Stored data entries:
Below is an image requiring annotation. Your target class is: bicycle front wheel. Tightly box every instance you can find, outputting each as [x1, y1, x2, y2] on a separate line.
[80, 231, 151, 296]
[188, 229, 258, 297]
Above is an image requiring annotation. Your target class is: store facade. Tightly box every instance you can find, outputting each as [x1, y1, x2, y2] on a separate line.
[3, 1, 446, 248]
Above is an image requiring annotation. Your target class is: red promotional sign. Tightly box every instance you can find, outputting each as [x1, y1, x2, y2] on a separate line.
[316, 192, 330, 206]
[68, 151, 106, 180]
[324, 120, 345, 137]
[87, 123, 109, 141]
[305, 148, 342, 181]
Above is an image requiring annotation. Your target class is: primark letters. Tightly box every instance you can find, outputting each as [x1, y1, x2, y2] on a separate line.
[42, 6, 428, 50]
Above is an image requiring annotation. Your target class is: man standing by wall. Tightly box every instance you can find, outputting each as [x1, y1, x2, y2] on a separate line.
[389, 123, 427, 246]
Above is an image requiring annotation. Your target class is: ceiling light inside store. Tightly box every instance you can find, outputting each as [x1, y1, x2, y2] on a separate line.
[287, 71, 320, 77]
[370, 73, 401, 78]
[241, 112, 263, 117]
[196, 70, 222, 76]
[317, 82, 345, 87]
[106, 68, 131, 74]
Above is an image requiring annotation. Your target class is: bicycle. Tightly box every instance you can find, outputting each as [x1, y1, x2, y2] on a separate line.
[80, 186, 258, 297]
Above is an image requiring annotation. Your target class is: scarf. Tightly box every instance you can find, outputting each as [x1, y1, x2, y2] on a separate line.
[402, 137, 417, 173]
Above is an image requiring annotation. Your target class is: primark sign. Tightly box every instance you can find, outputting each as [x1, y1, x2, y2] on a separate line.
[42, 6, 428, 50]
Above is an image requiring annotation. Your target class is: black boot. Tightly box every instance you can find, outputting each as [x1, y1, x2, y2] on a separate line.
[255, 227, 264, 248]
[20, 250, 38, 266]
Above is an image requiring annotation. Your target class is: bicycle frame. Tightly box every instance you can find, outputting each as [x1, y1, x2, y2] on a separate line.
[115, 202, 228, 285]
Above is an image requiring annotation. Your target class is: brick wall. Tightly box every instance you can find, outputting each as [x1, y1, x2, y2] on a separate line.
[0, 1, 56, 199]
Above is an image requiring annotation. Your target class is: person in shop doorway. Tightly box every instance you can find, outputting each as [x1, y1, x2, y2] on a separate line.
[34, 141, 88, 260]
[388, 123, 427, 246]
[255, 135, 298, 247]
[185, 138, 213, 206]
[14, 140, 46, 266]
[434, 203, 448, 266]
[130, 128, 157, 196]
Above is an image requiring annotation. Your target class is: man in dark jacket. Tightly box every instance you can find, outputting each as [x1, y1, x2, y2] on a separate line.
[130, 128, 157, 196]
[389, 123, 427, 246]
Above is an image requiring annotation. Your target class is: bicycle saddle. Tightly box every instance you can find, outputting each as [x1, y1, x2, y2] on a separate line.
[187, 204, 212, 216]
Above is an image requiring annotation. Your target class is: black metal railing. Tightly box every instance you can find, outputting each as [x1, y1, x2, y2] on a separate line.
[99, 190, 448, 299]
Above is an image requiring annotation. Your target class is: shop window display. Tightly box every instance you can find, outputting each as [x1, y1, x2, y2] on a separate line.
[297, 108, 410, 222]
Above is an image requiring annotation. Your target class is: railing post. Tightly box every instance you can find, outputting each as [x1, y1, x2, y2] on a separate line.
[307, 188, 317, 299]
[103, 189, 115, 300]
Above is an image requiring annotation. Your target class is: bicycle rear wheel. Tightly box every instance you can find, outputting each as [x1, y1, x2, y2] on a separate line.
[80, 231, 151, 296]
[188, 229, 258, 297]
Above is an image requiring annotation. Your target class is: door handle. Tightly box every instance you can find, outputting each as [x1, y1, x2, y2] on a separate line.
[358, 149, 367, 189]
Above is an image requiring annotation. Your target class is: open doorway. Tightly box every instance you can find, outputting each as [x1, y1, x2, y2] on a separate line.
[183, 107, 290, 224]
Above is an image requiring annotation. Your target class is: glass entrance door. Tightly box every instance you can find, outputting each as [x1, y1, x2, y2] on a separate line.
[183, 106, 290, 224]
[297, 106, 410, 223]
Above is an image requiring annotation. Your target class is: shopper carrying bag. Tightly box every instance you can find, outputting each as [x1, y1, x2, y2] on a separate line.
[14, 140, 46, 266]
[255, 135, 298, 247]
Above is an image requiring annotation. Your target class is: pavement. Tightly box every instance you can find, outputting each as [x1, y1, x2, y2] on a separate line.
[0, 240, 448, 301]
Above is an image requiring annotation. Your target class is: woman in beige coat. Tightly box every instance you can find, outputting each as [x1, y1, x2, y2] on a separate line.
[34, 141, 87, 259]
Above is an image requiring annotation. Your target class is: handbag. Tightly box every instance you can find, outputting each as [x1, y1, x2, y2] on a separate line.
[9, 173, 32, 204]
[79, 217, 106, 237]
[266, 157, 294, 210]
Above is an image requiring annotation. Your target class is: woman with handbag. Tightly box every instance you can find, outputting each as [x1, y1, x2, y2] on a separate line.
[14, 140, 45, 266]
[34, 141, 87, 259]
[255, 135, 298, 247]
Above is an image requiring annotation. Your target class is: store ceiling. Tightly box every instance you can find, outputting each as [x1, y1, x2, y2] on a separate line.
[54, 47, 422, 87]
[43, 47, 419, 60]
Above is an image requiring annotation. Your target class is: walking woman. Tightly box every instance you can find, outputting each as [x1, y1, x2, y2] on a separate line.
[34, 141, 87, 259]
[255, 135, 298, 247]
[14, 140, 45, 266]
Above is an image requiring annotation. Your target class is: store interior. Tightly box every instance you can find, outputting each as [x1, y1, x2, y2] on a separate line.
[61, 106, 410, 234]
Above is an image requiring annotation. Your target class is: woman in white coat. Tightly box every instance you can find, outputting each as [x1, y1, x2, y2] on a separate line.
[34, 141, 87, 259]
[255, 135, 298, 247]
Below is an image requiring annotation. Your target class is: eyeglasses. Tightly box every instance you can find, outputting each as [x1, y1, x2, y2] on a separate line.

INSTRUCTION — Rewrite all of the data above, swapping "requiring annotation" for "needing annotation" and leaving everything else as it is.

EXERCISE SOLUTION —
Below is an image needing annotation. Your target class is: bicycle front wheel. Tightly box every instance you can find, outputting each as [x1, y1, x2, y2] on a separate line.
[80, 231, 151, 296]
[188, 229, 258, 297]
Above is an image needing annotation. Your target class is: store facade. Tightly box every instance you can find, outputting each as [x1, y1, x2, y2] on a separate line.
[3, 1, 446, 248]
Above is an image needing annotation. Your target class is: red promotional sign. Tightly box every instance you can find, outputting each as [x1, y1, x2, y2] on a separate line.
[316, 192, 330, 206]
[68, 151, 106, 180]
[324, 120, 345, 137]
[87, 123, 109, 141]
[305, 148, 342, 181]
Above is an image needing annotation. Your target class is: primark letters. Tightly box every instance you can find, outputting each as [x1, y1, x2, y2] on a separate line.
[42, 6, 428, 50]
Above is an image needing annotation. Your target class is: man standing by wall. Tightly box every instance you can find, outputting each as [x1, y1, x2, y2] on a separate line.
[389, 123, 427, 246]
Above is an image needing annotation. Your target class is: ceiling light inside store. Tightly box every instance you can find, outputting each as [x1, y1, x2, y2] on a separate line.
[287, 71, 320, 77]
[370, 73, 401, 78]
[241, 112, 263, 117]
[196, 70, 222, 76]
[317, 82, 345, 87]
[106, 68, 131, 74]
Above is an image needing annotation. Your target class is: bicycle. Tightly box every instance you can find, outputting each as [x1, y1, x2, y2] on a separate line.
[80, 186, 258, 297]
Above is an image needing annotation. Your target class is: scarf. Tightly box every instance you can find, outputting each as [x1, y1, x2, y2] on a separate line.
[402, 137, 417, 173]
Above is an image needing annotation. Your target class is: primark sign. Tightly box every instance you can find, outputting each as [x1, y1, x2, y2] on a separate line.
[42, 6, 428, 50]
Above is an image needing annotation. Your target class is: black boot. Tightly box every instance you can find, outputting each as [x1, y1, x2, y2] on a separate line.
[255, 227, 264, 248]
[20, 250, 38, 266]
Above is an image needing annotation. Your target class is: bicycle frame. Tightly box every instance you can find, outputting each as [x1, y1, x2, y2] on a separate line.
[115, 202, 228, 285]
Above is an image needing annotation. Your target class is: brick wall. Tightly box every instance you can find, outputting each as [x1, y1, x2, y2] on a separate line.
[0, 1, 56, 199]
Above is an image needing annotation. Your target class is: person in shop doorway. Tightly box every instance you can find, outputting each as [x1, y1, x2, y2] on a separate line.
[34, 141, 88, 260]
[388, 123, 427, 246]
[255, 135, 298, 247]
[185, 138, 213, 206]
[14, 140, 46, 266]
[434, 203, 448, 266]
[130, 128, 157, 196]
Above is an image needing annotation. Your target class is: man in dark jacket. Tightly box every instance you can find, outputting each as [x1, y1, x2, y2] on a separate line.
[130, 128, 157, 196]
[389, 123, 427, 246]
Above is an image needing annotation. Your target class is: bicycle saddle. Tightly box every instance you can find, outputting each as [x1, y1, x2, y2] on a separate line.
[187, 204, 212, 216]
Above is an image needing annotation. Your target class is: black metal railing. Tightly box every instance you can find, outputting each as [x1, y1, x2, y2] on a separate line.
[99, 190, 448, 299]
Above is an image needing annotation. Your target class is: shop window display. Tightly box every instance you can find, outputting each as [x1, y1, x2, y2] on a separate line.
[297, 108, 410, 222]
Above is an image needing annotation. Your target class is: railing post. Tightly box every instance you can find, outputting each as [x1, y1, x2, y2] on a separate line.
[307, 188, 317, 299]
[103, 189, 115, 300]
Above is an image needing annotation. Your target class is: bicycle rear wheel. Tightly box every instance you can find, outputting each as [x1, y1, x2, y2] on a separate line.
[80, 231, 151, 296]
[188, 229, 258, 297]
Above is an image needing annotation. Your target class is: door handle. Tightly box every instance you can find, outputting each as [x1, y1, x2, y2] on a separate line.
[358, 149, 367, 189]
Above is an image needing annotation. Your target class is: open doorway. Tightly box every instance you can find, outputting each as [x1, y1, x2, y2] on a separate line.
[183, 107, 290, 224]
Above is an image needing annotation. Your target class is: glass entrance door. Tightly box every instance you can find, outputting each as [x1, y1, x2, y2] on a separate line.
[183, 106, 290, 224]
[297, 106, 410, 223]
Above is an image needing annotation. Your target class is: shopper carrying bag. Tightly box every instance you can find, outputting each as [x1, y1, x2, y2] on a separate line.
[14, 140, 46, 266]
[255, 135, 298, 247]
Above is an image needing annotation. Your target class is: pavement. Tightly box every instance you can find, outputting each as [x1, y1, x2, y2] on a separate line.
[0, 240, 448, 301]
Above is an image needing annotation. Your target class is: woman in beige coat. Tightly box every instance you can find, outputting each as [x1, y1, x2, y2] on a separate line.
[34, 141, 87, 259]
Above is an image needing annotation. Your target class is: handbag. Tightly box every instance you can find, outputting each as [x1, y1, x2, y2] on a separate line.
[9, 173, 32, 204]
[79, 217, 106, 237]
[266, 157, 294, 210]
Above is an image needing annotation. Your target class is: woman with handbag. Tightly box every instance you can find, outputting each as [x1, y1, x2, y2] on a separate line.
[14, 140, 45, 266]
[34, 141, 87, 259]
[255, 135, 298, 247]
Above is an image needing annotation. Your target class is: store ceiling. Tightly box every instance you can find, outputting each as [x1, y1, x2, y2] on a separate line.
[54, 47, 422, 87]
[43, 47, 419, 60]
Above is an image needing annotation. Your target class is: walking woman. Tightly box every instance you can find, outputting each as [x1, y1, x2, y2] on a separate line.
[34, 141, 87, 259]
[255, 135, 298, 247]
[14, 140, 45, 266]
Above is an image needing annotation. Your target class is: store interior. Tightly box every instance you can find, outputting each as [x1, y1, x2, y2] on a separate line.
[61, 106, 410, 234]
Above is an image needing annotation. Your target class is: woman in white coat. Tightly box every instance you can find, outputting each as [x1, y1, x2, y2] on a separate line.
[34, 141, 87, 259]
[255, 135, 298, 247]
Below is an image needing annotation. Your target class is: eyeglasses. Tightly box every instance you can find, outputting each as [x1, y1, x2, y2] on a separate line.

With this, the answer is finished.